§ Reading text
The next day, we headed out to Iota, out in the country, to see a courir. Our Air BnB host counselled us to arrive early, perhaps fearing for the relative state of the chicken. For those who don’t know, a courir de Mardi Gras involves a group of revellers going house to house, the homeowner throwing a chicken from the roof (they can sortof fly, right?), running after the chicken, catching the chicken (this becomes harder the longer the courir takes, as participants indulge in more and more beer) and encouraging the home-owners to give them money and/or food items in a version of the stone soup story.

We waited amidst lots of semi-sober people, locals and tourists alike, listening to a kick-ass band, avoiding the stares of the motorcycle gang lounging about on one corner. We ate hot-from-the-fryer beignets, dusted with icing sugar and I chatted in French with a traditional Cajun Mardi Gras mask-maker.

We caught the revellers’ return–a colourful, rag-tag group of people in traditional costume, drunk as lords, swinging a couple of half-dead chickens around. The band took a break as the parade passed the viewing platform in the middle of town.

Then, all the costumed revellers got out and approached the crowd en masse, some caked with mud (I assume the chicken gave them a little trouble during certain chases), holding out and pecking at their hands (hard to do when balancing a beer), wanting a donation.

It was..uhm…disconcerting? Let’s stick with that. I’m not sure what transpired for the rest of the festival–I think the band might have started up again–but it was time for us to go. I’m pretty sure Lent started with hangovers for everyone, as any good Mardi Gras celebrant will tell you.

On the way out, we spotted a cage full of chickens. A local fellow said that these ones were spared from the gumbo pot–I asked if they’d gotten a presidential pardon, like the Thanksgiving turkey. That led to an interesting discussion on politics and why Trump was the candidate best suited for leading America into battle.

A somewhat fitting end to a really weird day.

§ Dataset extract
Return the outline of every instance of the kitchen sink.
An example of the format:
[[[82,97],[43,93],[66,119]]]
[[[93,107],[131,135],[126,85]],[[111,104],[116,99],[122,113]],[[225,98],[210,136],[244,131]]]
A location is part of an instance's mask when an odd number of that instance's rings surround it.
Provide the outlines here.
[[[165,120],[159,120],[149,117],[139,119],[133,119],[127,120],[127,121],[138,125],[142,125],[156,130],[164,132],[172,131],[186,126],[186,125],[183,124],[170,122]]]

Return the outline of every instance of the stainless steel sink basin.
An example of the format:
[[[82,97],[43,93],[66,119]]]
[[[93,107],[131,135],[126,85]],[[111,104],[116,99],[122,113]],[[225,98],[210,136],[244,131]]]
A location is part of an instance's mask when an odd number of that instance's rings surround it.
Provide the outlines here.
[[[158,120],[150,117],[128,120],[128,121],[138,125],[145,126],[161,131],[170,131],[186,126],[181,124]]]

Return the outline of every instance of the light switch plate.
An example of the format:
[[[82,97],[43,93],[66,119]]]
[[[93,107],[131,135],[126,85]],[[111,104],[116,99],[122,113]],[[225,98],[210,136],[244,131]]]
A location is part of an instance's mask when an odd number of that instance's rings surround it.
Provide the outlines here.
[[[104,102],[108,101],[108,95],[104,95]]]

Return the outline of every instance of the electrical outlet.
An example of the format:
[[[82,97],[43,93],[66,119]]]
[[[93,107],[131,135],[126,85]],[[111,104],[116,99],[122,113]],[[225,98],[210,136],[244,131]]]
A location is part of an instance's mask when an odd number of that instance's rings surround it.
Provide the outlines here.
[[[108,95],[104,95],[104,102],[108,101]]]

§ Exercise set
1) According to the Mardi Gras account, what did the author eat while waiting in Iota?
2) Reproduce the passage of the Mardi Gras account between "It was..uhm…disconcerting? Let’s" and "will tell you.", inclusive.

§ Solutions for each task
1) Hot-from-the-fryer beignets dusted with icing sugar.

2)
It was..uhm…disconcerting? Let’s stick with that. I’m not sure what transpired for the rest of the festival–I think the band might have started up again–but it was time for us to go. I’m pretty sure Lent started with hangovers for everyone, as any good Mardi Gras celebrant will tell you.